▸ **Instructions to follow**:
Skip the images and copy each record exactly as written.

▸ **Recorded information**:
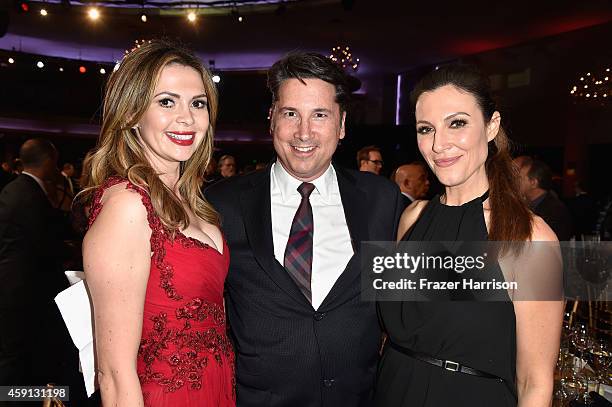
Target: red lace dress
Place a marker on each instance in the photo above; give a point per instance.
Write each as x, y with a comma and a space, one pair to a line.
185, 357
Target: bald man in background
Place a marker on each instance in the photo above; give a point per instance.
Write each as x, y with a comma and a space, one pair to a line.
413, 181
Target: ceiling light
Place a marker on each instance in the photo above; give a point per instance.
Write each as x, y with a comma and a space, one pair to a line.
93, 13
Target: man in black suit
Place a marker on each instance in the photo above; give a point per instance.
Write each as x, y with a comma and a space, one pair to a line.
30, 260
536, 185
303, 335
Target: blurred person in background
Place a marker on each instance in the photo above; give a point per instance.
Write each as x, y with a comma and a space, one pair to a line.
369, 159
227, 166
35, 348
413, 181
536, 184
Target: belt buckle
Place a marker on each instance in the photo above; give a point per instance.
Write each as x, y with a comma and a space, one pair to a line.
450, 365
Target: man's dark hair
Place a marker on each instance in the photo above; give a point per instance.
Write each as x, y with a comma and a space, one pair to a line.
34, 152
541, 172
306, 65
364, 154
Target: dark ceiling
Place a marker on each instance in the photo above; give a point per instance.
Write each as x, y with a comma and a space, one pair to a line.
388, 36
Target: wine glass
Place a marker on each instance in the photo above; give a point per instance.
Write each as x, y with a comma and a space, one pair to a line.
602, 359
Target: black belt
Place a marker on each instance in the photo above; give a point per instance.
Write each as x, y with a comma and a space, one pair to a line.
445, 364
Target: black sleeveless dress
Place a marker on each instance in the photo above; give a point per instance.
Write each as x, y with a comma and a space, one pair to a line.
481, 335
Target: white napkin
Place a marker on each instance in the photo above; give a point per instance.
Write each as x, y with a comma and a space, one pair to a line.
75, 307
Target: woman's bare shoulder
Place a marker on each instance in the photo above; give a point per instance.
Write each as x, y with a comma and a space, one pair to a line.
410, 216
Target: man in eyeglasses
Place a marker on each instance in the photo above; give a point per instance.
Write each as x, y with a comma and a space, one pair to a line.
369, 159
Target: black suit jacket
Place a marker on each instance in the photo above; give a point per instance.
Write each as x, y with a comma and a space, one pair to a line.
288, 354
31, 252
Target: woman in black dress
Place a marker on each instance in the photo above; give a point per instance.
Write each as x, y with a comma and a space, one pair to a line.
468, 353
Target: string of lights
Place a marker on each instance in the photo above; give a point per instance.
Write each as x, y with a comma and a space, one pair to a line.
594, 88
343, 57
40, 63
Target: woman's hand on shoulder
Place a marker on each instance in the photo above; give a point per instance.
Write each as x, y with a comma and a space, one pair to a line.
409, 217
117, 259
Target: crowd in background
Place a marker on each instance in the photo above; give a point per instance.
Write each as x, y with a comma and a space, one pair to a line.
574, 216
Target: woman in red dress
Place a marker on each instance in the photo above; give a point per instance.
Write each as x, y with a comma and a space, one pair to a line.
155, 259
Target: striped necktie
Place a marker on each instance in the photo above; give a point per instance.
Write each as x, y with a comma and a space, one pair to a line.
298, 253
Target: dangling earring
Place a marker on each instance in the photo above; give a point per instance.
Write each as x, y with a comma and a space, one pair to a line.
136, 129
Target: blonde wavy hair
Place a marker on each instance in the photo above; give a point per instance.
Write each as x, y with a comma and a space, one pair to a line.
128, 94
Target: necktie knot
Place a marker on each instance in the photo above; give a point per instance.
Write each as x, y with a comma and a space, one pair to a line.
305, 189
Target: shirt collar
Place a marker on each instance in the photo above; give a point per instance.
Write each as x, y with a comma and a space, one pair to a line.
407, 195
287, 184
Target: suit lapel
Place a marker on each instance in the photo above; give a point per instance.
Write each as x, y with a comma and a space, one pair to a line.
256, 206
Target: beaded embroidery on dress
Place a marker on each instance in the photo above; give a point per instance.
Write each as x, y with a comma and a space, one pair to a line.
185, 357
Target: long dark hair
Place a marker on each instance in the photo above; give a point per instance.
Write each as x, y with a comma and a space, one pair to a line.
511, 219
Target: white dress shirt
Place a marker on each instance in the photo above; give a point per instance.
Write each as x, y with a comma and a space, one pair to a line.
332, 247
407, 195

▸ **Solved problem**:
Target: red lace dress
Place a marker on each instance in the photo above; give a point per instance.
Write each as x, y with a comma and a space, one pair to a line.
185, 357
Target: bald man in background
Place a marker on each instance in the photo above; give a point per instance.
Write each as x, y with a comma and a space, one pair to a line.
413, 181
Target: ceiling light
Place a marker on each instance in the photo above; give a point per instance.
Write each as x, y with a comma and a space, one pair to a line.
93, 13
Target: man in black suit
Place a marker on each instance in the photo above; give a point per instance.
Write each as x, y with a comma and a space, one pair to a line.
30, 260
536, 185
303, 335
Target: blurred person in background
Place a marker on each instance in the photo above; give a point per instance.
Write each as x, y with a comma and a space, one pair to a line.
369, 159
227, 166
35, 348
413, 181
536, 184
Target: belt buckle
Place a marker on each instance in the photo above; give a point per instance.
Write each as x, y with a comma and a space, one pair to a line.
450, 365
Target: man's dark hair
Place a marker on each instance in the photo above; give a point per instance.
Write each as x, y with a comma and a space, one pair to a line.
34, 152
541, 172
306, 65
364, 154
Target: dark ceiling
Place a marker on each instance in the photo above; give a point per instance.
Write each as x, y with a comma and a space, one pair to a line.
388, 36
Target: wine glass
Place a marker on each instance in the photo above; give a point per instance.
Write each as x, y with a comma and a space, one pair to a line.
602, 359
Target: black belt
Place a marker on each instance in the photo above; give a point per instance.
Write each as x, y with a comma and a space, one pair to a line.
445, 364
Target: black sleeveless dress
Place a marker on each instance in the photo above; give a point per instance.
Write each as x, y with a comma and a space, one pair to a line.
481, 335
Target: white napkin
Place a marker on each instance in the photo above; give a point per instance.
Write each as x, y with a comma and a space, one pair to a line.
75, 307
Target: woman's bare shoulder
Place a marker on each instance in the photo above; give a point per instance.
Write each as x, y with a comma and a space, one pair to a line.
410, 216
Target: man in eyeglasses
Place a marker on each instance in the photo above; give a point per instance.
Write each as x, y with a comma and a space, one pair to a line.
369, 159
Target: black suit jacket
Place a marker on each instance in the photo above; give a point per instance.
Write each as x, y with a comma and a space, one pair to a line.
288, 354
31, 252
Target: woman in black dress
Place a marker on each instance in the photo above; give a point per instance.
Write each as x, y with a comma and a space, one pair to a line.
468, 353
Target: string of lights
Place a marker on each instance in the photo above; give a point per instance.
Write each as x, y with a comma and a space, one pair to a line.
594, 88
343, 57
40, 63
Target: woman's hand on shoulder
Place a marker on each instance in the photo above; give a point per instance.
Write each as x, y with a comma and a space, one pair to a line.
409, 217
117, 259
Target: crowd in background
Place a marker on each instance in the photo above; give a point per instance.
Write each as x, y with a comma and a space, one pair to a line.
574, 216
Target: woman in red dress
Place a marker on each instance in the photo above; give a point per instance.
Write each as x, y with a comma and a space, one pair to a line.
155, 259
Target: striped necktie
Place a marker on each instance in the photo above; give a point per instance.
Write each as x, y with a comma and a space, one pair to a line.
298, 253
Target: dangling earring
Place a marker on each instance in the photo above; give a point per instance.
Write each as x, y with a comma and a space, one pair to a line.
136, 129
Target: blonde wavy hair
Place a marker on each instance in the photo above; give a point per instance.
Write each as x, y with a comma and a space, one pair to a line.
128, 94
Target: necktie knot
Place a marker on each instance in the photo above; give a point per instance.
Write each as x, y with a comma and a space, one pair to a line.
305, 189
Target: shirt collar
Place a marker on each instance in the photo above; give a point per instance.
Write each as x, y with a comma and a space, one pair to a line.
407, 195
287, 184
Target: suit lapel
Place a marker on each instance in the photo above; give a point per instance.
Write each as x, y with a comma and a space, one pair to a line.
256, 206
Target: beaded embroidery on dress
Place a marker on each instance in the photo above; give a point per instance.
Write each as x, y with a comma and a space, one pair to a line.
185, 357
Target: long dark hair
Place a marker on each instance in the photo above; give a point per instance.
Write each as x, y with a comma and a space, one pair to a line.
511, 219
Target: white dress shirt
Place a marker on each instance in the photo above; give a point per instance.
Write each as x, y with a comma and a space, one pair to a line.
332, 247
407, 195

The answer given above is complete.